▸ **THE PROBLEM**: Reproduce word for word the part of the small-business banking passage below starting with "In March, O’Neill" and going on through "her cash reserves.".

At the same time, the bank she had used since 2006–and the one that held her $550,000 line of credit–increased its loan audits from once a year to four times a year. “I didn’t think we should have to do that,” she says. “Then the CEO was fired by the board, and it started looking like things were unstable.”

So O’Neill began looking to other banks, large and small, in search of funding. Over the course of a year, she talked with about 10 of them, but one community bank in particular, Security Business Bank of San Diego, took an interest in her company. The manager eagerly courted Nautilus and seemed to understand the business.

“He was working so much harder on making this happen than my current bank was,” she says. “He kept coming back to me, saying, ‘OK, we have these losses in 2009. Help me understand them so I can explain them in a way that gets us through the process.'”

In March, O’Neill closed a $709,000 Small Business Administration loan with Security Business Bank. The money paid off the $498,000 balance on her existing line of credit and gave her about $200,000 to shore up her cash reserves.

Yes, it took a year for her to get to that point, but that kind of due diligence is exactly what independent business owners need to practice when choosing a financial partner, says Richard Barrington, personal finance expert at, a financial information site that compares interest rates of various products. Choosing the right banking partner means looking far beyond great rates and convenient hours, especially in recessionary times.

First, some good news: Activity in loans backed by the Small Business Administration and other commercial lenders showed signs of renewal in the first quarter of the year, partly the result of more than $1 billion in loan guarantees from the American Recovery and Reinvestment Act. And there have been additional proposals to loosen lending to small businesses. In February, the White House announced plans for the Small Business Lending Fund, which would transfer $30 billion from the Troubled Asset Relief Program (TARP). Now, the fund needs to wind its way through the legislative process.

Meanwhile, small businesses still need to find money. Conventional wisdom says it’s better to be a big fish in a small pond, but larger banks may offer more experience in and access to international services or a greater variety of financial products and services, says financial advisor Bruce Fenton, managing director of Atlantic Financial, an investment firm in Norwell, Mass. Some may be able to provide easier access to ancillary business lines in insurance or investing services.

However, the sheer size of many large banks makes it difficult for even midsize companies to have much influence.

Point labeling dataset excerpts
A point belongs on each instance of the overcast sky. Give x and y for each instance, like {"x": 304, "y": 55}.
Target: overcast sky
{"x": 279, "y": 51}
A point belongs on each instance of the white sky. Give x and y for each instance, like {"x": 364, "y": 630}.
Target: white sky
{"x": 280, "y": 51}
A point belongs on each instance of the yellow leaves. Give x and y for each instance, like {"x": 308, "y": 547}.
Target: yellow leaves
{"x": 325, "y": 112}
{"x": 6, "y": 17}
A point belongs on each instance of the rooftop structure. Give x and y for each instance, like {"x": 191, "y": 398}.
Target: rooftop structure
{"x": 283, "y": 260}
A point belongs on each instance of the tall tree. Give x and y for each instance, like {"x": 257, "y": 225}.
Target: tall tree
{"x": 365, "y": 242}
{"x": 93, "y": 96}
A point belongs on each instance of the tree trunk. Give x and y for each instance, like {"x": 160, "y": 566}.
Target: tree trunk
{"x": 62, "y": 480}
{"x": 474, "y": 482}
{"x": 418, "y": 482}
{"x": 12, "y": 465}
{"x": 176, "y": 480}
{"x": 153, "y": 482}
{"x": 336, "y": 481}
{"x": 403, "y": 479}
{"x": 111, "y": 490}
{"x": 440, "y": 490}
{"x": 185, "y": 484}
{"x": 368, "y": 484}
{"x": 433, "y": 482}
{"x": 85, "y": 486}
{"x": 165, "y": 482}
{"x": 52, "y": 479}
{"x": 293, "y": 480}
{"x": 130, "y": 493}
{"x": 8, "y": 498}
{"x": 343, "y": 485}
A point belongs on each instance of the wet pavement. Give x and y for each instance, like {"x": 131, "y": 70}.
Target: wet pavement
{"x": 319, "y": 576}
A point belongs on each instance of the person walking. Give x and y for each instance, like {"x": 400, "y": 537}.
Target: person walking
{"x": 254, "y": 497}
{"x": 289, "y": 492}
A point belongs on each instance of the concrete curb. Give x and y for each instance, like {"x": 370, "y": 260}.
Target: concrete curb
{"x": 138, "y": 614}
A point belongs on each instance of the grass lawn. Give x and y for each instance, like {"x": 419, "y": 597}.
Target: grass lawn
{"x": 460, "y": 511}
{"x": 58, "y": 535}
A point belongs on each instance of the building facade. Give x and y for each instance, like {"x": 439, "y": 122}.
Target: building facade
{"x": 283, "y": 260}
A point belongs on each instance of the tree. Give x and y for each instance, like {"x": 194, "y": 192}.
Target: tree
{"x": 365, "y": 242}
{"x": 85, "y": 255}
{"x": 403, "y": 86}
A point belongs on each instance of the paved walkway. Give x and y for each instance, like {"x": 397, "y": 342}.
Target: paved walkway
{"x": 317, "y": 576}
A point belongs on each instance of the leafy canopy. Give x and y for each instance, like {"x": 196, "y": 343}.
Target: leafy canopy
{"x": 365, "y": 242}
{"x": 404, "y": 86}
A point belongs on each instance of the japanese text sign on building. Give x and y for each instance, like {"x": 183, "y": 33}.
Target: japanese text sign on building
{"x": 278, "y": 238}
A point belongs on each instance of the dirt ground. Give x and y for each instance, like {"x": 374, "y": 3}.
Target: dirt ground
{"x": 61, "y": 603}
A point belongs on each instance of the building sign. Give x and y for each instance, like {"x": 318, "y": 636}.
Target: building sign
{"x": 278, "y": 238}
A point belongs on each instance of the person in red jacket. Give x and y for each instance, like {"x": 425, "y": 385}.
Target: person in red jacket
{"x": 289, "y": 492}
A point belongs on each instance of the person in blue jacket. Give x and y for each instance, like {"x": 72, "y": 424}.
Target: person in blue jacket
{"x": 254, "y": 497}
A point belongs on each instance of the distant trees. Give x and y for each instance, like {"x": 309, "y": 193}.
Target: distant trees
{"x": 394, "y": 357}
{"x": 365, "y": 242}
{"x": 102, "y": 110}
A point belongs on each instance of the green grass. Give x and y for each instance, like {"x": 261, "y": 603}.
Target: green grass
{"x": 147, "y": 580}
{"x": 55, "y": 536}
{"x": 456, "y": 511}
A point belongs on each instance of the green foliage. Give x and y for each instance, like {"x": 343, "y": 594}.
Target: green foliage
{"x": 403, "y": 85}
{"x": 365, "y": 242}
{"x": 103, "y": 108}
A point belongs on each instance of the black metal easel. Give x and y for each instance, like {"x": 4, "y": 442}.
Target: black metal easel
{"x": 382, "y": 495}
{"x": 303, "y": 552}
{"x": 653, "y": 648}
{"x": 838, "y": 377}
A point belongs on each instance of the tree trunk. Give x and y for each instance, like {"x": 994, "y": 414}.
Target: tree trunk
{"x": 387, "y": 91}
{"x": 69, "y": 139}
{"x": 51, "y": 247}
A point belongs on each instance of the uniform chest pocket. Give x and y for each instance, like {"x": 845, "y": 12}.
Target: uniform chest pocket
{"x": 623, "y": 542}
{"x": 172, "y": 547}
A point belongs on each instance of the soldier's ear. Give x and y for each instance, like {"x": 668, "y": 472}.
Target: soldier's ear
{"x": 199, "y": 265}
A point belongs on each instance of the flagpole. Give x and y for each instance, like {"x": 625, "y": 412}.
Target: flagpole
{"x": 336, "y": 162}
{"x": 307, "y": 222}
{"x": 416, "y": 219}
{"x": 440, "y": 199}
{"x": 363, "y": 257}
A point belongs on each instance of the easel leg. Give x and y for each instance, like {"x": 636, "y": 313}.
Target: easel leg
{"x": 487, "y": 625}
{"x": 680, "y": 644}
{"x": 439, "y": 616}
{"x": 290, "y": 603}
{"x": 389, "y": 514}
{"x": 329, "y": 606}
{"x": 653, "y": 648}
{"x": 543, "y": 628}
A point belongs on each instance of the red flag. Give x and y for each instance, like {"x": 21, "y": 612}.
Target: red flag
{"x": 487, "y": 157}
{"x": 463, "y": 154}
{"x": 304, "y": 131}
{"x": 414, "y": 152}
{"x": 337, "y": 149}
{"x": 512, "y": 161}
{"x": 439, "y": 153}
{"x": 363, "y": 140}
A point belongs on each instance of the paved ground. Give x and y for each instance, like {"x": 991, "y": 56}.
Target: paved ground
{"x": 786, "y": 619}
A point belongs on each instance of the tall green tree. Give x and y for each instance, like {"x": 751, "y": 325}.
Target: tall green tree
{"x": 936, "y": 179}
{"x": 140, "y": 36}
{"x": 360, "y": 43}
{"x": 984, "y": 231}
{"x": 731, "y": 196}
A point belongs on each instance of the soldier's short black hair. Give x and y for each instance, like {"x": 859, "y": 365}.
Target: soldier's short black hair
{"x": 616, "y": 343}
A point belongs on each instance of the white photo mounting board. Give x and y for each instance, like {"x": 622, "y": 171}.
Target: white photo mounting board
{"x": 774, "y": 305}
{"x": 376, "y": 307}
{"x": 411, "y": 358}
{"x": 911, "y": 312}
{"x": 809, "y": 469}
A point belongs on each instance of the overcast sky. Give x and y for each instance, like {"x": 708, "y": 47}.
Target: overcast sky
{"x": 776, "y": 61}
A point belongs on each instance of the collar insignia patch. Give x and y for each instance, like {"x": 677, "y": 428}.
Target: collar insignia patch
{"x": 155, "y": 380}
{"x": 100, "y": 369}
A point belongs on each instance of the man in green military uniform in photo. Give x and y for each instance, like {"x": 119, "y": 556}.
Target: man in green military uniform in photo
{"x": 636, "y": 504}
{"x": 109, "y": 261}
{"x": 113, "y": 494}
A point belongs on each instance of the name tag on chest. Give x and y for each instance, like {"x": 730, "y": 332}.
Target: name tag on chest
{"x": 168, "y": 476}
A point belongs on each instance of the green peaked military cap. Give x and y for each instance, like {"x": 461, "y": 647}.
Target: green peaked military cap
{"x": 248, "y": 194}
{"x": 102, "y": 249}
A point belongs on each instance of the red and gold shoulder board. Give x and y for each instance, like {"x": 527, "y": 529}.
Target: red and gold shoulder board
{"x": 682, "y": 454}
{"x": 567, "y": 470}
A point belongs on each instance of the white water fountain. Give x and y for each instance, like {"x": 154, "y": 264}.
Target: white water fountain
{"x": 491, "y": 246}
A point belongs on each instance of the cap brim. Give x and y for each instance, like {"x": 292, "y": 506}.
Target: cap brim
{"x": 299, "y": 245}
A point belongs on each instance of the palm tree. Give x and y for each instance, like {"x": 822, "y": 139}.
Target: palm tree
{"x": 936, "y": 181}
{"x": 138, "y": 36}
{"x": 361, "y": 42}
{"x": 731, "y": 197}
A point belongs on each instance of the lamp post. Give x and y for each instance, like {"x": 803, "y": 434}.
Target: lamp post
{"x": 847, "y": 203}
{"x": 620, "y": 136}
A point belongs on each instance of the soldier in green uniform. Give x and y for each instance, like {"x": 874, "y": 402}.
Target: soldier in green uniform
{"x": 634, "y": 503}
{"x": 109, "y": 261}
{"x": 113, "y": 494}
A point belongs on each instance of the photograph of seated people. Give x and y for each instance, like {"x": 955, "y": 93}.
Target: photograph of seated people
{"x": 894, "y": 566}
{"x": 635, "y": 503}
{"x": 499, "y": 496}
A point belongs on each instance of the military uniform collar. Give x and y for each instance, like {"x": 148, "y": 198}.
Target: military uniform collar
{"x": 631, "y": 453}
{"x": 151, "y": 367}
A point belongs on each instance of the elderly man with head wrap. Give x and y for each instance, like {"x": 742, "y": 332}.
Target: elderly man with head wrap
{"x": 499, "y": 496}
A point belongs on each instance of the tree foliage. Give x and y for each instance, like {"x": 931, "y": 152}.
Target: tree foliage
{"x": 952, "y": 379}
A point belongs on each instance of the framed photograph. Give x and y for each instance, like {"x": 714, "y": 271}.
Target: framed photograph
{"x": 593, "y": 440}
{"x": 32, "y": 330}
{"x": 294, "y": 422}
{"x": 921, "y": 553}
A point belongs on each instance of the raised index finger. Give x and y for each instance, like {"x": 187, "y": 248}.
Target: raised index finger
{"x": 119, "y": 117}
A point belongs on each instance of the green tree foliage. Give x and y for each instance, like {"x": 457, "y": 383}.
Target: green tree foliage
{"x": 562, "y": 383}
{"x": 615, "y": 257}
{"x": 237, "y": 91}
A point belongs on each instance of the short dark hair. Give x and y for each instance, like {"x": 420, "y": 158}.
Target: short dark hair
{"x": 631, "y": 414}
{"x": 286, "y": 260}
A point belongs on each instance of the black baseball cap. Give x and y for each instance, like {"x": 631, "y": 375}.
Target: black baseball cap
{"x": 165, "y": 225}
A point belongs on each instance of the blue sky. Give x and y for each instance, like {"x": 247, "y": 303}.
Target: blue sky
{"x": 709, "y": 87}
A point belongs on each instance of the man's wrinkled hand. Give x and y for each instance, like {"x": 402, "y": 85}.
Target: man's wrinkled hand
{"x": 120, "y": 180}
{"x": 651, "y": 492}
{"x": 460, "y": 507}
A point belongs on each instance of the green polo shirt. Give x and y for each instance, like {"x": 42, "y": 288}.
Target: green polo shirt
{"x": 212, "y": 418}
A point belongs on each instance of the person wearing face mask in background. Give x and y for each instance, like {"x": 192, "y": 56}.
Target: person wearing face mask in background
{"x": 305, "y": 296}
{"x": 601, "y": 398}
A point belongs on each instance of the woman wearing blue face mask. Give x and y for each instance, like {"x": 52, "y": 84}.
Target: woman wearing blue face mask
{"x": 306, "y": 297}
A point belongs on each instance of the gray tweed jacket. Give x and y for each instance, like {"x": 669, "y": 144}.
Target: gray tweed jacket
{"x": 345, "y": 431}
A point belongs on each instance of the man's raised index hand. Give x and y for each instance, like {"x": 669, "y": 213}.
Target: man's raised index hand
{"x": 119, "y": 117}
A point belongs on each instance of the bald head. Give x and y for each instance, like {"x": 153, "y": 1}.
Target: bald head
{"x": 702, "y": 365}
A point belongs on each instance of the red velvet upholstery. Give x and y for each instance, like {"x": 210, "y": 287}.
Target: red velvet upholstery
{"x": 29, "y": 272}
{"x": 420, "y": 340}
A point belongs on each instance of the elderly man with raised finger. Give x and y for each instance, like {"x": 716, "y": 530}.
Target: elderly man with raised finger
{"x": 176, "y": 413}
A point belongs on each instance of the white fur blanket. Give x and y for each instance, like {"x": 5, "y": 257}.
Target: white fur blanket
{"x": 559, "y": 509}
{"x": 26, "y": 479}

▸ **RESULT OF THIS TASK**:
In March, O’Neill closed a $709,000 Small Business Administration loan with Security Business Bank. The money paid off the $498,000 balance on her existing line of credit and gave her about $200,000 to shore up her cash reserves.